*** Exercise data Section Begins ***
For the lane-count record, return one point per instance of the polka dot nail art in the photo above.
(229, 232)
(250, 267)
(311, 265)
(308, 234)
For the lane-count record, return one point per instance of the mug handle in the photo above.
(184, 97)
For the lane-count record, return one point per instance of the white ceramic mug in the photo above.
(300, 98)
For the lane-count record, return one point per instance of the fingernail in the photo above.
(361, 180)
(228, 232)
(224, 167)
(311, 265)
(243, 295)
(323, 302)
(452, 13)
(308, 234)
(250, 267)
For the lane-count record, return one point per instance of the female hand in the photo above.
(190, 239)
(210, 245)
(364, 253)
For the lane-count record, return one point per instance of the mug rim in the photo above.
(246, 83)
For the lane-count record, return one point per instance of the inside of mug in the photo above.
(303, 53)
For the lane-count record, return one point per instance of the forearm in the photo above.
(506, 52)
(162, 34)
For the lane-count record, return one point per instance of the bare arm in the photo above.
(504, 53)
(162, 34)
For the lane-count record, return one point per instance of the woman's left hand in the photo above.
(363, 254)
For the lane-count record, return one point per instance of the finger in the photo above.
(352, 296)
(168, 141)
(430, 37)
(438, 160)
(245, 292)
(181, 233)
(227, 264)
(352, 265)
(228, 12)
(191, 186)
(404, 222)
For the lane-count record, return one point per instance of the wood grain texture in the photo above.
*** Exercise data Section Ends ***
*** Exercise data Section Begins ***
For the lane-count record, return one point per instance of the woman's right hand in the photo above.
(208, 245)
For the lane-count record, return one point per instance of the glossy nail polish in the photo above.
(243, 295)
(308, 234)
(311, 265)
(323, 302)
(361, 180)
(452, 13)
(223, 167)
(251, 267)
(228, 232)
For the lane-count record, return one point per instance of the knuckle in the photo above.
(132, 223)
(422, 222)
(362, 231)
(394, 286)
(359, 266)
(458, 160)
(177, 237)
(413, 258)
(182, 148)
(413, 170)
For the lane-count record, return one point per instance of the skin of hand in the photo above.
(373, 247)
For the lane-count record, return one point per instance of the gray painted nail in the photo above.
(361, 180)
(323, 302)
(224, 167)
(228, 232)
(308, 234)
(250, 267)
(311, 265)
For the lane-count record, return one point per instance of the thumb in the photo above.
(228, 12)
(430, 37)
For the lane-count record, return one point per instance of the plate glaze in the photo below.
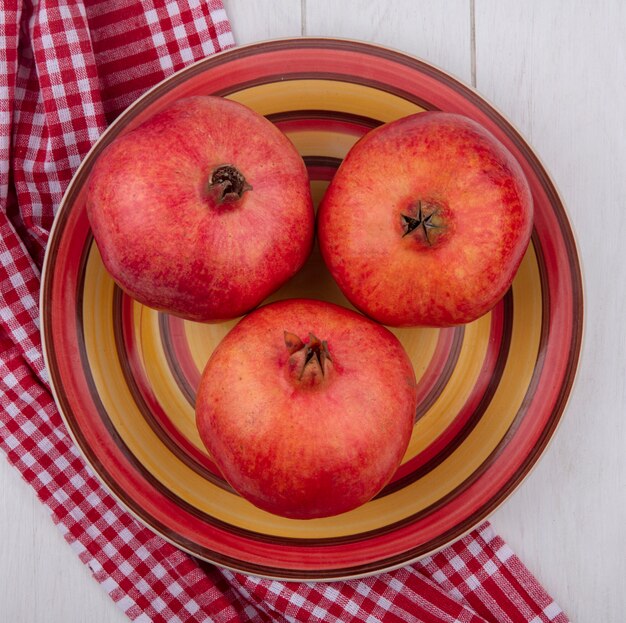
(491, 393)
*** Exercise data Section Ends ***
§ **What to work on**: Go through the listing above and write out exactly the lines starting with the one holding "bare arm in the photo above." and running through the one holding "texture in the photo above.", ends included, and no others.

§ **Output of the task**:
For the lane-count record, return one point per instance of the bare arm in the photo above.
(504, 53)
(162, 34)
For the lane-count record, return one point per instance of the woman's left hand in the photo above.
(363, 254)
For the lane-count record, return one point per instance of the finger in the photo above.
(352, 296)
(168, 141)
(430, 37)
(438, 160)
(245, 292)
(181, 233)
(227, 264)
(352, 265)
(228, 12)
(191, 186)
(404, 222)
For the lane-count record, return one point per instance of the wood grain texture in the photo above.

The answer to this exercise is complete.